The potentially high male bias in sex ratio (based on the mean incubation temperature for leatherback turtles) at the Huon Coast may be problematic for the recovery of western Pacific leatherback meta-population (A.S., unpublished data, nesting season 2006/2007) and the Pacific population as a whole. However, additional long-term data are necessary to further substantiate this finding. Previous studies elsewhere around the world have estimated a strong female bias in hatchling production: 53.6% females for leatherback turtles in Suriname (Godfrey et al. 1996) and 100% females for those in Malaysia (Chan and Liew 1995). In Papua, Indonesia, high average sand temperatures suggest a female-biased population (see Tapilatu and Tiwari 2007). However, their recorded mean incubation periods of 61.5 ± 4.7 days and 61 ± 5.1 days (Tapilatu and Tiwari 2007) are similar to the length of incubation recorded in November, which suggests a male-biased sex ratio. In contrast, a more balanced sex ratio approaching 1 : 1 in leatherback turtle hatchlings has been observed in French Guiana (Rimblot-Baly et al. 1987). Thus, the production of predominantly male hatchlings in this study could benefit the declining meta-population in the western Pacific because it may produce significantly more females in most other areas that contribute to the genetic pool of this meta-population.
+===+
▶ [EXERCISE REQUIREMENTS]:
According to the passage on leatherback turtle sex ratios, what percentage of leatherback hatchlings in Malaysia were estimated to be female?

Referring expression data
+===+
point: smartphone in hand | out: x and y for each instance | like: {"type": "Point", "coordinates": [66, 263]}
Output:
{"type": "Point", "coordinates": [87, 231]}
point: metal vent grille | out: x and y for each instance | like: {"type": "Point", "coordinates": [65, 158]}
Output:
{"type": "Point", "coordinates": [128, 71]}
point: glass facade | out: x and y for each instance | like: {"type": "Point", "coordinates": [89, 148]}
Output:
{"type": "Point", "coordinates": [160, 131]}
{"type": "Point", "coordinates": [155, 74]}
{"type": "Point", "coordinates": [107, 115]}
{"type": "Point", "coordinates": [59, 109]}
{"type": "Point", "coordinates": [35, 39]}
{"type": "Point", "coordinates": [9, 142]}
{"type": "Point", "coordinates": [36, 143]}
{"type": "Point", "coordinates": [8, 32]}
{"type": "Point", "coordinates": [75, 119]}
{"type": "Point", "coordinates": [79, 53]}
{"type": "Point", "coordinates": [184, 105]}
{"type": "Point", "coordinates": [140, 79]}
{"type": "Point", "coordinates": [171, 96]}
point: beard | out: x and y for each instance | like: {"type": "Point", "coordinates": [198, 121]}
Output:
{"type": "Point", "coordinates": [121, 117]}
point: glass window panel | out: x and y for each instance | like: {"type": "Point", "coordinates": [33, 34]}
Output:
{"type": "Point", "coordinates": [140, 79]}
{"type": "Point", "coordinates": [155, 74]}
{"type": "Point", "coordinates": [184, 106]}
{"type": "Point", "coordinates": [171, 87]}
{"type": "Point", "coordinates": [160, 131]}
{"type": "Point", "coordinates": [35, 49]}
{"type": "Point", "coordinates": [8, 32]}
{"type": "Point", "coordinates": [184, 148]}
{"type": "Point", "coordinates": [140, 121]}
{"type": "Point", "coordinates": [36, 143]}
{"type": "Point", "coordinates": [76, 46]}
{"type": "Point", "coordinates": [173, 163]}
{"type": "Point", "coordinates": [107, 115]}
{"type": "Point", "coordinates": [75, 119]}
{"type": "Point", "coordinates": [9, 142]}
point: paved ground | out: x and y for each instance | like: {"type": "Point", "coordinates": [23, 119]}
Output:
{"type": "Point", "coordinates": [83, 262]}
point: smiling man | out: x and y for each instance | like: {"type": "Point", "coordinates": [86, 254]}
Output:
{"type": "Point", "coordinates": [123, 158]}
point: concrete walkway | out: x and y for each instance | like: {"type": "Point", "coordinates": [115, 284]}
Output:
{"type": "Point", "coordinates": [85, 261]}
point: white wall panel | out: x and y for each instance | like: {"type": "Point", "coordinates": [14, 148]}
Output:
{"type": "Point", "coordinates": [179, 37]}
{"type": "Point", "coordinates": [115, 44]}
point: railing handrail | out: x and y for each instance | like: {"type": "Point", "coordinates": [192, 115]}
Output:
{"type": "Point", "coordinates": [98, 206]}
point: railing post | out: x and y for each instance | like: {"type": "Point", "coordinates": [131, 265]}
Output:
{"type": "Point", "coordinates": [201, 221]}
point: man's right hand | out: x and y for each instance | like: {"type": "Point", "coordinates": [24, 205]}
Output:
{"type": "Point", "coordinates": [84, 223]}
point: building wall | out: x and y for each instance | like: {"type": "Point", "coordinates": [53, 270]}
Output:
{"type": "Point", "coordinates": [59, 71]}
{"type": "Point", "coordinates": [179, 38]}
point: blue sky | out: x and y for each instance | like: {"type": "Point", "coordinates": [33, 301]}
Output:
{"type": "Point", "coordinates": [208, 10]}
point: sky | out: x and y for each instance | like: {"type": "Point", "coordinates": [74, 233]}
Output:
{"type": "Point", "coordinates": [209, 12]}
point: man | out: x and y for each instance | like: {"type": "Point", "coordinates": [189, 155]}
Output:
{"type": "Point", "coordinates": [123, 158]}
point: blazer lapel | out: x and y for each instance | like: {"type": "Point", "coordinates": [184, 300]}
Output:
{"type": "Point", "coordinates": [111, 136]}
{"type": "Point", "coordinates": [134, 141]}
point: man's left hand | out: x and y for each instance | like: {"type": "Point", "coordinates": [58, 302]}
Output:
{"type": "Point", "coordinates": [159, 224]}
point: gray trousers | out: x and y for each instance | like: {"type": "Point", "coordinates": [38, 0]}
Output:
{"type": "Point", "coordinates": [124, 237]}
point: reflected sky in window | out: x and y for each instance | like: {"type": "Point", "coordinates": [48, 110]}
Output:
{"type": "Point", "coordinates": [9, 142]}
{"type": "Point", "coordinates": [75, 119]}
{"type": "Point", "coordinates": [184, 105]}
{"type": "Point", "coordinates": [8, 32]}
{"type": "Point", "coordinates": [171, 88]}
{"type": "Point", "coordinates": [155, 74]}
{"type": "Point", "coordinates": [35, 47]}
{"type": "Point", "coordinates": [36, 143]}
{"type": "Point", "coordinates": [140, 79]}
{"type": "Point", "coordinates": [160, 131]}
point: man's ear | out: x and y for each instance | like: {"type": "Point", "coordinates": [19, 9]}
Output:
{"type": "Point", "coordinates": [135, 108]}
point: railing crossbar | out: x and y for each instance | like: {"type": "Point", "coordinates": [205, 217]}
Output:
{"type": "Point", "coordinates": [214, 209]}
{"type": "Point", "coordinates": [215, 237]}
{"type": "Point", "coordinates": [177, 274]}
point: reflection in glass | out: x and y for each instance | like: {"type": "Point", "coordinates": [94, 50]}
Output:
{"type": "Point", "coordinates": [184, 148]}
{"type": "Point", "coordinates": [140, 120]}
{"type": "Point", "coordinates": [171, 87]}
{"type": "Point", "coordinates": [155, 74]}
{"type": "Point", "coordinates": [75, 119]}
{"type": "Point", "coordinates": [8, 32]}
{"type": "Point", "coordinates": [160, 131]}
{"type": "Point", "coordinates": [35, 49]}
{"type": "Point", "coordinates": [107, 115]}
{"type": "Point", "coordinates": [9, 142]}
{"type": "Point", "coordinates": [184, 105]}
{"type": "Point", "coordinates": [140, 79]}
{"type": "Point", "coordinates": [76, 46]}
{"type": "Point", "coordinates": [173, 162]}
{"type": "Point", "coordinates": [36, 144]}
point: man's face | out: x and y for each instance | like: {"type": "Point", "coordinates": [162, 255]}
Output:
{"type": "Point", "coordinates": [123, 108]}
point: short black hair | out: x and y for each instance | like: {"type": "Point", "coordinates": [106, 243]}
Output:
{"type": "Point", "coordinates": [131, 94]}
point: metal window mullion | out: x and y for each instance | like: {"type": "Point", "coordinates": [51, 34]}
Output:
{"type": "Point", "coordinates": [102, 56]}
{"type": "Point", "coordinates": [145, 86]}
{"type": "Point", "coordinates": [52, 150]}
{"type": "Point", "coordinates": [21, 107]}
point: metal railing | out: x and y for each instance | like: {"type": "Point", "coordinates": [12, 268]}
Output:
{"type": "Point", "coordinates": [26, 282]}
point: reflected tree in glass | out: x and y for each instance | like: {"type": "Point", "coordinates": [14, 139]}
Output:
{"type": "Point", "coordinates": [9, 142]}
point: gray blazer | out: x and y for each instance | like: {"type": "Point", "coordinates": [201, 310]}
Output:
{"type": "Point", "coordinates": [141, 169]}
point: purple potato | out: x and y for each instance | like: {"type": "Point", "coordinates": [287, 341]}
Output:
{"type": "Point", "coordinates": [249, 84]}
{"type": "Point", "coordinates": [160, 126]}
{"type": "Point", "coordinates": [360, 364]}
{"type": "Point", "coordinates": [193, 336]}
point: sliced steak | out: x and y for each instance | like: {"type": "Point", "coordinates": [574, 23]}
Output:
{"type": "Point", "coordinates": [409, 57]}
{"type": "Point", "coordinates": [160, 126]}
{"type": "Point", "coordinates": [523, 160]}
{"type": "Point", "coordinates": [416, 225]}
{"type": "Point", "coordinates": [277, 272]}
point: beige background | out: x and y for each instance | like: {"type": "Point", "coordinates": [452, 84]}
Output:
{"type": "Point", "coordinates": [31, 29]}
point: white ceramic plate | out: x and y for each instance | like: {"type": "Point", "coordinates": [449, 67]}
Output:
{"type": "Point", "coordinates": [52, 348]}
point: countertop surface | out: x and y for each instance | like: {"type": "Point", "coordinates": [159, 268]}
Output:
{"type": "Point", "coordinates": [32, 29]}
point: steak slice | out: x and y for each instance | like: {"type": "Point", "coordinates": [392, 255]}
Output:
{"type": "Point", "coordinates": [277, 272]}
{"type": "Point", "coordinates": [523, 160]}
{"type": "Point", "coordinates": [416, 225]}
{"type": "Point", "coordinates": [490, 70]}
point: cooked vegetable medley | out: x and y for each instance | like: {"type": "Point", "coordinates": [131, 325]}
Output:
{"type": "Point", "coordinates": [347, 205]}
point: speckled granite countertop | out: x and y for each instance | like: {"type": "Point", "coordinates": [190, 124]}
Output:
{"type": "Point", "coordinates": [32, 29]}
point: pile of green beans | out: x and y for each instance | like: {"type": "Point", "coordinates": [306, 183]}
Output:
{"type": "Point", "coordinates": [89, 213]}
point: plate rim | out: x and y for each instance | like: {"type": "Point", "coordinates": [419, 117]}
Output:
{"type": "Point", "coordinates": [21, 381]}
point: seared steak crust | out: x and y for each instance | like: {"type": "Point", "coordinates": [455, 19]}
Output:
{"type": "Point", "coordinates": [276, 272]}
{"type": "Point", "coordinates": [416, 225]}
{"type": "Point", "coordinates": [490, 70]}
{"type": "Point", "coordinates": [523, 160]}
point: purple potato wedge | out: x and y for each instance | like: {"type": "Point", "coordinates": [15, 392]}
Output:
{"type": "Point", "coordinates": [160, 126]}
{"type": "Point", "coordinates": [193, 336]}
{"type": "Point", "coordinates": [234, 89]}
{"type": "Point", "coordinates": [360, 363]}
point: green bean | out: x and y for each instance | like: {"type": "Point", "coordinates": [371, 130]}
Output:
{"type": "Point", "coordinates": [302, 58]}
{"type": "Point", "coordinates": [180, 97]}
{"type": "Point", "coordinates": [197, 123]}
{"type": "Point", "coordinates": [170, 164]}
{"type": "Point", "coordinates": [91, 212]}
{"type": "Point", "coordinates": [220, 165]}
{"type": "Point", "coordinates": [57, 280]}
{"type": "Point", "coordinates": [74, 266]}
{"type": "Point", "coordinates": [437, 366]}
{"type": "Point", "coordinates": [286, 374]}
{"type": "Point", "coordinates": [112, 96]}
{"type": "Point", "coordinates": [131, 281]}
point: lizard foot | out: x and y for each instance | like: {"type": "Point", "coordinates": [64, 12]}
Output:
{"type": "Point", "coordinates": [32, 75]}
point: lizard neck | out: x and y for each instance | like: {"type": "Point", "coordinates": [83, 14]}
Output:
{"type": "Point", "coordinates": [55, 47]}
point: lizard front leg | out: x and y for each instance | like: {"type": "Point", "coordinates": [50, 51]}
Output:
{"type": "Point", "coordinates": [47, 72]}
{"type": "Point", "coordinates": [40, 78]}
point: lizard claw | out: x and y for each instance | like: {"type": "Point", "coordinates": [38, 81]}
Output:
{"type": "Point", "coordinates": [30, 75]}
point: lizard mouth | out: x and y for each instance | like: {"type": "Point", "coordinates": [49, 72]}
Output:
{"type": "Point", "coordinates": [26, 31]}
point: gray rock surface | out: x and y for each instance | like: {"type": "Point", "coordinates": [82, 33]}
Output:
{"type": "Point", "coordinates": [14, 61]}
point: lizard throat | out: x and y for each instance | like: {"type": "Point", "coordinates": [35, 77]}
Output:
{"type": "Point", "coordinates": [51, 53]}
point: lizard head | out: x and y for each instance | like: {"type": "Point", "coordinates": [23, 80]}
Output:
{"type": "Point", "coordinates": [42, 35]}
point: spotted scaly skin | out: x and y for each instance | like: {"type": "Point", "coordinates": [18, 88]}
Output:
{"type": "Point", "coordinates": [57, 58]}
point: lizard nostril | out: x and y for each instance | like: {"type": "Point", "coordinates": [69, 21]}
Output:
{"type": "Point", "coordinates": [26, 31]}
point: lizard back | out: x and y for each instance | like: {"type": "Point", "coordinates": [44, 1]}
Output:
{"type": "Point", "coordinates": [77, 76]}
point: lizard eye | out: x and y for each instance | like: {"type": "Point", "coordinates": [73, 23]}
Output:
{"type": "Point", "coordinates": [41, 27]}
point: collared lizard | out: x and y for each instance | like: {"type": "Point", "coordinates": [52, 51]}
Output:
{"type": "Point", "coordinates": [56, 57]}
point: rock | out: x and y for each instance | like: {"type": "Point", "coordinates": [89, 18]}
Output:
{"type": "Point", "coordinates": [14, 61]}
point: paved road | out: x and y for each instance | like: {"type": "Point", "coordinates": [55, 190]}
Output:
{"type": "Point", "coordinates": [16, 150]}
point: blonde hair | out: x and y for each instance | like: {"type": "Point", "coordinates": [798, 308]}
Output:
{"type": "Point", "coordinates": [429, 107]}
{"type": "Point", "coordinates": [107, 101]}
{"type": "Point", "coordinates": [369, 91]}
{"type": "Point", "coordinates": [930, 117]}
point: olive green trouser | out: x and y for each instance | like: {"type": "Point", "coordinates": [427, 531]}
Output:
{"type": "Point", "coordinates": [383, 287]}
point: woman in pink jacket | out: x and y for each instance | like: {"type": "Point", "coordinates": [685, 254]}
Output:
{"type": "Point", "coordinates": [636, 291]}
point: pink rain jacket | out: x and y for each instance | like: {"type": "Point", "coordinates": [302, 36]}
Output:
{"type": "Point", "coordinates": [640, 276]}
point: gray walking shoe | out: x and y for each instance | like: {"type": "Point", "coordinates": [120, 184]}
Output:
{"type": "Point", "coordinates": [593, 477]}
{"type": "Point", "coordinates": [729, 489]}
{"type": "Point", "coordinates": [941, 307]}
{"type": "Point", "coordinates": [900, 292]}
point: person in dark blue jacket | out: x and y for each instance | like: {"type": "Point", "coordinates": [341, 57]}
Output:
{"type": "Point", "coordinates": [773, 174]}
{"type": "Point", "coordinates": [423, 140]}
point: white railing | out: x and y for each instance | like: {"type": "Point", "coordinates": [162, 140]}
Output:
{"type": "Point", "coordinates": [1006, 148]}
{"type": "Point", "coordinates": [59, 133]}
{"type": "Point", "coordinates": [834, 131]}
+===+
▶ [WRITTEN RESPONSE]:
100% females (Chan and Liew 1995).